*** The data

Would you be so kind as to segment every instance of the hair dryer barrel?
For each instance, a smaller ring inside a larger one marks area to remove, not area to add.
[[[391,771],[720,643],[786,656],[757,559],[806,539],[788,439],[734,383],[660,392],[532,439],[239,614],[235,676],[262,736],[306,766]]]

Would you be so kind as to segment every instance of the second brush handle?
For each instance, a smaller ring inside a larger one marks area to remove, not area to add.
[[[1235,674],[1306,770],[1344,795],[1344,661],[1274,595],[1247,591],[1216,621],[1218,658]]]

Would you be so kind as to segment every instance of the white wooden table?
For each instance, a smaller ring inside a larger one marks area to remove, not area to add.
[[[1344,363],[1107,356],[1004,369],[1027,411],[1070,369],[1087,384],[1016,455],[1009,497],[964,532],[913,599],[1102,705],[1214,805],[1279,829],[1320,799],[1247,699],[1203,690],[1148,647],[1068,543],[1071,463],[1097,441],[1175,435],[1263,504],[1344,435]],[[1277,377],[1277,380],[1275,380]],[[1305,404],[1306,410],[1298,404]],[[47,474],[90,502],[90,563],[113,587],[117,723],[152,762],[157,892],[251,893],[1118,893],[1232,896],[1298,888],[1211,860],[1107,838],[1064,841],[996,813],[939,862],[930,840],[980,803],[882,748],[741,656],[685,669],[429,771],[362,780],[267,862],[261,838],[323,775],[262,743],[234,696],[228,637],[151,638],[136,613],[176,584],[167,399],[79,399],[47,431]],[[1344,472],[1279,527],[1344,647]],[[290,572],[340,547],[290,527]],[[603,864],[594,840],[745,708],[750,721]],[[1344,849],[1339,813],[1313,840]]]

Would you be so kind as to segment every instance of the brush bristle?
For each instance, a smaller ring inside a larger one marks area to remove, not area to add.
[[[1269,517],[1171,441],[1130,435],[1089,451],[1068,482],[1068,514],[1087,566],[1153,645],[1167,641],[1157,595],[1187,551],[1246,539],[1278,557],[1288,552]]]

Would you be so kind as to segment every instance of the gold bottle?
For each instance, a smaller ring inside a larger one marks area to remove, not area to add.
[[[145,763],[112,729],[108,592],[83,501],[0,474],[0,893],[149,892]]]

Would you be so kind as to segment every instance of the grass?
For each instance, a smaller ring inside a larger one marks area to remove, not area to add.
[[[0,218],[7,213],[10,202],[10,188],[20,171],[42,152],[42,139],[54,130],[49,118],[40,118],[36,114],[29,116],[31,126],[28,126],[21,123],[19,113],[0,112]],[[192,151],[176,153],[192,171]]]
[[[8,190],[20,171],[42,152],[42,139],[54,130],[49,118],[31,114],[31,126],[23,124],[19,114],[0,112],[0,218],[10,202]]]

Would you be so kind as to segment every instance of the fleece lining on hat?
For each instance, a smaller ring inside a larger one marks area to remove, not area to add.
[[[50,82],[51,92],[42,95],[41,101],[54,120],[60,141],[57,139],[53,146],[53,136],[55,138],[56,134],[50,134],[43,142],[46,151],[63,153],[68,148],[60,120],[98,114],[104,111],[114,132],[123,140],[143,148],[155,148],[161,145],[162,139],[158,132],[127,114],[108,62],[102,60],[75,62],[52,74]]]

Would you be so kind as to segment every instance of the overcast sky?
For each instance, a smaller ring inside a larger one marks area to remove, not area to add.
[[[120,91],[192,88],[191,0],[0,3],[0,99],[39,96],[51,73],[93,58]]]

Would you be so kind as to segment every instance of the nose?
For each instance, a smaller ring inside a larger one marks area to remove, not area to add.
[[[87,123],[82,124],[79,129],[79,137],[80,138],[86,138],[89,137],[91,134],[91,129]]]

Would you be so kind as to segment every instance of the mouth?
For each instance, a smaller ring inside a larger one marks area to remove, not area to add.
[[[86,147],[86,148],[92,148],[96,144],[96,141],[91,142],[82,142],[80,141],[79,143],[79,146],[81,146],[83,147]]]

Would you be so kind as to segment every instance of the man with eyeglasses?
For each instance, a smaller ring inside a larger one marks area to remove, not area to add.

******

**Stated task:**
Reproduce every item above verbatim, keeping each line in its original order and form.

**Answer for the task:**
Would you be so kind as to segment every instance of the hair dryer barrel?
For each instance, a smaller ring inside a larger one marks area to remove, not area to add.
[[[391,771],[720,643],[786,656],[757,559],[806,539],[788,439],[734,383],[660,392],[532,439],[239,614],[235,676],[262,736],[306,766]]]

Would you be so kind as to segment every instance of the second brush handle?
For each instance, a smaller ring inside a larger one marks area to remove, not area to add.
[[[1235,674],[1306,770],[1344,795],[1344,661],[1274,595],[1247,591],[1216,621],[1218,658]]]

Would you be so kind as to segment every instance of the white wooden table?
For each instance, a smaller ring inside a larger one marks area to remove, not area to add.
[[[1344,363],[1107,356],[1004,369],[1027,411],[1070,369],[1087,384],[1016,455],[1009,497],[964,532],[913,599],[1102,705],[1214,805],[1279,829],[1320,799],[1247,699],[1203,690],[1148,647],[1068,543],[1071,463],[1097,441],[1175,435],[1263,504],[1344,435]],[[1277,377],[1277,380],[1275,380]],[[1305,404],[1306,410],[1298,404]],[[47,474],[90,502],[90,563],[113,587],[117,723],[152,762],[157,892],[251,893],[1118,893],[1232,896],[1298,888],[1211,860],[1107,838],[1064,841],[996,813],[939,862],[930,840],[980,803],[882,748],[741,656],[685,669],[429,771],[362,780],[267,862],[261,838],[323,775],[262,743],[234,696],[228,637],[151,638],[136,613],[176,584],[167,399],[79,399],[47,431]],[[1344,472],[1279,527],[1344,647]],[[290,572],[340,547],[290,527]],[[603,864],[594,840],[745,708],[750,721]],[[1344,849],[1339,813],[1313,840]]]

Would you be so kind as to segment every instance of the brush bristle?
For each instance, a smaller ring inside a larger one marks area to remove, not area to add.
[[[1269,517],[1171,441],[1130,435],[1089,451],[1068,482],[1068,514],[1087,566],[1153,645],[1167,641],[1157,595],[1187,551],[1246,539],[1278,557],[1288,552]]]

Would you be so kind as to segment every instance of the gold bottle?
For each instance, a smaller ring inside a larger one marks area to remove, not area to add.
[[[145,763],[112,729],[108,592],[83,501],[0,474],[0,893],[149,892]]]

Would you be so kind as to segment every instance of the grass?
For each instance, a smaller ring inside a larger one marks area to remove, not area to add.
[[[0,218],[7,213],[10,202],[10,188],[20,171],[42,152],[42,139],[54,130],[49,118],[40,118],[36,114],[29,116],[31,126],[28,126],[21,123],[19,113],[0,112]],[[192,151],[176,153],[192,171]]]
[[[8,190],[20,171],[42,152],[42,139],[54,130],[49,118],[31,114],[31,126],[23,124],[19,114],[0,112],[0,218],[10,202]]]

Would you be so kind as to segment every instance of the fleece lining on hat?
For each instance, a smaller ring inside a larger one marks area to remove, not area to add.
[[[50,82],[51,92],[42,95],[41,101],[54,120],[60,141],[57,139],[53,146],[53,136],[55,138],[56,134],[50,134],[43,142],[46,151],[63,153],[68,148],[60,120],[98,114],[104,111],[114,132],[123,140],[143,148],[155,148],[161,145],[162,139],[158,132],[127,114],[108,62],[102,60],[75,62],[52,74]]]

Would you be so kind as to segment every instance of the overcast sky?
For each instance, a smaller ring inside a larger one marks area to remove, not area to add.
[[[120,91],[192,88],[191,0],[0,3],[0,99],[39,96],[51,73],[93,58]]]

Would you be so kind as to segment every instance of the nose?
For each instance, a smaller ring inside a larger one marks area to remove, not area to add.
[[[87,123],[82,124],[79,129],[79,137],[80,138],[86,138],[89,137],[91,134],[91,129]]]

Would you be so kind as to segment every instance of the mouth?
For each instance, a smaller ring inside a larger one marks area to remove, not area to add.
[[[86,147],[86,148],[92,148],[96,144],[96,141],[91,142],[82,142],[80,141],[79,143],[79,146],[81,146],[83,147]]]

Would you be so kind as to segment every instance of the man with eyeglasses?
For each instance, a smaller ring inside a larger one marks area to remove, not area to add.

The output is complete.